▶ The task:
Give the entries again, word for word.
++++++++
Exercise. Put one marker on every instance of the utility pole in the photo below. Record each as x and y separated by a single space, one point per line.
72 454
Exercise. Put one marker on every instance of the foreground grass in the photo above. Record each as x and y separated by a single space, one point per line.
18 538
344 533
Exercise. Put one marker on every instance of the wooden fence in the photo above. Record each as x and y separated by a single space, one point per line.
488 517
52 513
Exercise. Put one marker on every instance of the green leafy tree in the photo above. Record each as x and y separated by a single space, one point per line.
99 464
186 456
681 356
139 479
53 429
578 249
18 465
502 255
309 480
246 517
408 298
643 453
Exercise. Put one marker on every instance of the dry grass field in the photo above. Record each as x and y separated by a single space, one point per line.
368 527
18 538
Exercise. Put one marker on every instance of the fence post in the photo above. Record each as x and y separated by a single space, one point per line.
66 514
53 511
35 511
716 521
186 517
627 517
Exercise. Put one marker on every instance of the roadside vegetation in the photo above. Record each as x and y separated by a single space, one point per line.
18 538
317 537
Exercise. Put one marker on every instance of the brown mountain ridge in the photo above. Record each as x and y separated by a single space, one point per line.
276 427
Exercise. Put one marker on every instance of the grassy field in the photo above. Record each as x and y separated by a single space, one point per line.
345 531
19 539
++++++++
▶ Answer for this exercise:
Exercise. Put one marker on every instance of the utility pole in the photo below. Record each as x and y separated by a single space, one point per line.
72 454
Exercise. Put one marker on every instance of the foreground grass in the photo above. Record each as x and y separated by a single space, one point per line.
18 538
344 533
Exercise. Put one marker on every instance of the wooden fence in the photo above. Record each as x and y separated by a single space, one point per line.
488 517
52 513
Exercise. Put one marker on every instance of the green leafy tree in the photo above. Record each as x and y separated by a single space, one point per line.
99 464
186 456
681 356
139 479
53 429
578 249
18 465
502 255
309 480
246 517
408 298
643 453
Exercise. Put one marker on every instance of the dry grass field in the photo above. Record each as x and y separated by a single space, one point per line.
368 527
18 538
Exercise. Put one marker on every instance of the fence post in the photo above. Record each as x and y separated by a single space, one point per line.
66 514
53 511
35 511
716 521
186 517
627 517
Exercise. Put one marker on every instance of the roadside vegetation in the photo above. Record each as x and y separated by a single space, one point per line.
18 538
317 537
Exercise. Put one marker on every instance of the brown mountain ridge in the photo above. Record each as x and y separated by a single space, one point per line.
276 427
Exercise. Put one marker on every instance of the grassy field in the photo above. Record each as x and y separated by a single space, one point per line.
345 531
19 539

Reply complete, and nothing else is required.